Collected data:
┌──
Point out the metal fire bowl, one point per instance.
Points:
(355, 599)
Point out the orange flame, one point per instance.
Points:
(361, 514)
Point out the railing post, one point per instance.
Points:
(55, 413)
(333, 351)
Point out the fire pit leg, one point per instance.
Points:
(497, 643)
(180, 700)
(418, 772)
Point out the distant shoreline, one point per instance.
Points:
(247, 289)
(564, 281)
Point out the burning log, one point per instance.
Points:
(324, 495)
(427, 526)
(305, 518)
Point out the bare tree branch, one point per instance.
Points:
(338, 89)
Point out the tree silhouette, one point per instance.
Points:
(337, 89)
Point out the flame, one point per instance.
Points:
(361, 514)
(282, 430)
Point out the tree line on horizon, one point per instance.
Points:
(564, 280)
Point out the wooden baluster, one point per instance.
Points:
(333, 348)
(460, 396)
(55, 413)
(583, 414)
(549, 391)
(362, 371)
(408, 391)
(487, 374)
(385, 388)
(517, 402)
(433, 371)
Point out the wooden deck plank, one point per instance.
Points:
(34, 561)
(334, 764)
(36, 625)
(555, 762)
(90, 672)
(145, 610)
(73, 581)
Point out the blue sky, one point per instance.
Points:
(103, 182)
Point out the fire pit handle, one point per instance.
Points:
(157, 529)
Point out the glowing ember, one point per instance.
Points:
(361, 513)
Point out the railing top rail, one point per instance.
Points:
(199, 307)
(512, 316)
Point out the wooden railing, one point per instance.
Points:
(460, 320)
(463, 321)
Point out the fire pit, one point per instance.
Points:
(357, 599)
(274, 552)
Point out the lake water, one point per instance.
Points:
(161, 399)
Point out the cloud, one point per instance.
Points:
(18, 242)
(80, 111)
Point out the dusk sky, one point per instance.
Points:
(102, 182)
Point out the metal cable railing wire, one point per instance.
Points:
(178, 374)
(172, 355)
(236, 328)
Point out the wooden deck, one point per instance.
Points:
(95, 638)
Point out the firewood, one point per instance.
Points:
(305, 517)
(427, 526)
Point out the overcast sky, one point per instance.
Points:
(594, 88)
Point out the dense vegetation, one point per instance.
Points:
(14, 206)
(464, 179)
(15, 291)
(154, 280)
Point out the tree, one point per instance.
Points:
└──
┌──
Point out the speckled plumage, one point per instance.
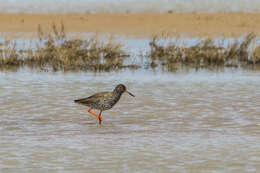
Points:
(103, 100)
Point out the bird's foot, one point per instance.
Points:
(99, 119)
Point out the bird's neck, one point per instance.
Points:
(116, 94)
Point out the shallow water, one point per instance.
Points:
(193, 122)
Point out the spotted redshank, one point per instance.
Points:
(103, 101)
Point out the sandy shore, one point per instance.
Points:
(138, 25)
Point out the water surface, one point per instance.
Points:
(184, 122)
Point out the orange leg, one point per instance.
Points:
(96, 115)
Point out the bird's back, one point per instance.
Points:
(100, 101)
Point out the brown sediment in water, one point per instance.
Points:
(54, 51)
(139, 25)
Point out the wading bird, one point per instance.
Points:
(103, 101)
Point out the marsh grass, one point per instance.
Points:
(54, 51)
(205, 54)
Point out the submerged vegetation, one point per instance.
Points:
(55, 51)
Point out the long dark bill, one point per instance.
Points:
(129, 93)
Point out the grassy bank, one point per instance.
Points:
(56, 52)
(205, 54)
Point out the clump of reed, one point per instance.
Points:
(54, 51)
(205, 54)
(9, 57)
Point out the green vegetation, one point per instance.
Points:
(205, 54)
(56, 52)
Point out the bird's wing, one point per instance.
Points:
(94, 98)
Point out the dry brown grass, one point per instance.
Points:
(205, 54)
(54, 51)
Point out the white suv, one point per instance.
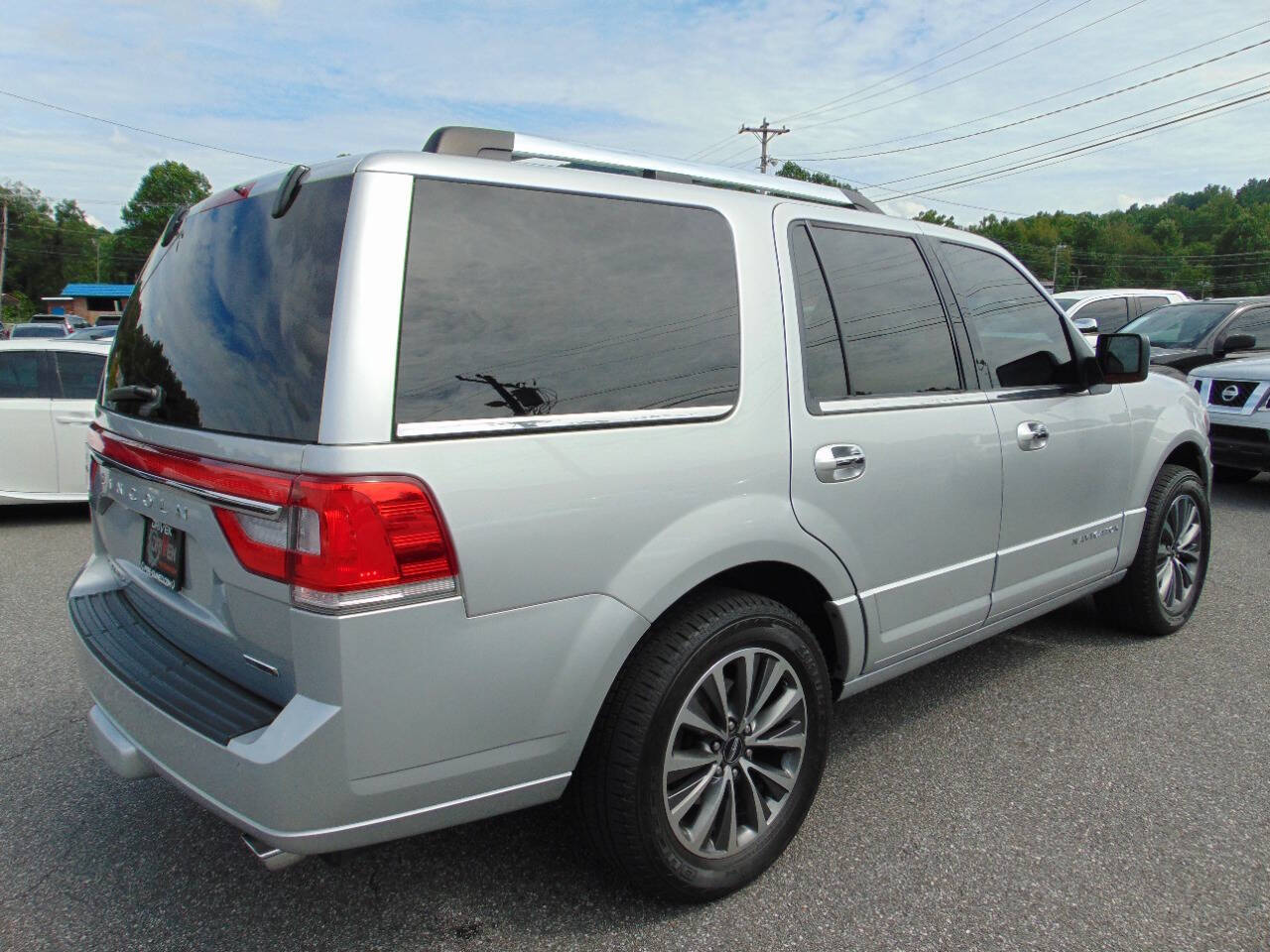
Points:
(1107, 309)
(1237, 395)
└──
┌──
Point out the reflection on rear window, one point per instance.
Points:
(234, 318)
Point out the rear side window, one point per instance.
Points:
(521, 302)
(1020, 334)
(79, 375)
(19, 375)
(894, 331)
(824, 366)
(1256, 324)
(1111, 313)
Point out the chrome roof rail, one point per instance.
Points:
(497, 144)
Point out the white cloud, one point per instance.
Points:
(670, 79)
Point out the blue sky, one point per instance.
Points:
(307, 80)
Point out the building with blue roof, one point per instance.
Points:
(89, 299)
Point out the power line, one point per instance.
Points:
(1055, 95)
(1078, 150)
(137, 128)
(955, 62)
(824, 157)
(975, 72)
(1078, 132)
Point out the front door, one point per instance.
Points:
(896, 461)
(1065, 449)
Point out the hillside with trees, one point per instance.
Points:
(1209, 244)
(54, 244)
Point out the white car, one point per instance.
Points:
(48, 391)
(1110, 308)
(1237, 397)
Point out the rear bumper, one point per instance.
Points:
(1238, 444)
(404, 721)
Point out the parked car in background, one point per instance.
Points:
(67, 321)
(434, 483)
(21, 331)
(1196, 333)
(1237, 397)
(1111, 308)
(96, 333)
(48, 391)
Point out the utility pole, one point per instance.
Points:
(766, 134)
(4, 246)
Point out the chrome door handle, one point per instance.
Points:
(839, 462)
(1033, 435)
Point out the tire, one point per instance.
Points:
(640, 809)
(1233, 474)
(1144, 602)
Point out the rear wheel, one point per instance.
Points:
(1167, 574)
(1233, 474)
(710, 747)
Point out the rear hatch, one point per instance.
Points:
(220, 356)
└──
* Task brief *
Answer with the number alone after tallying the lines of the entries above that contain the word "rear".

* Result of this exercise *
5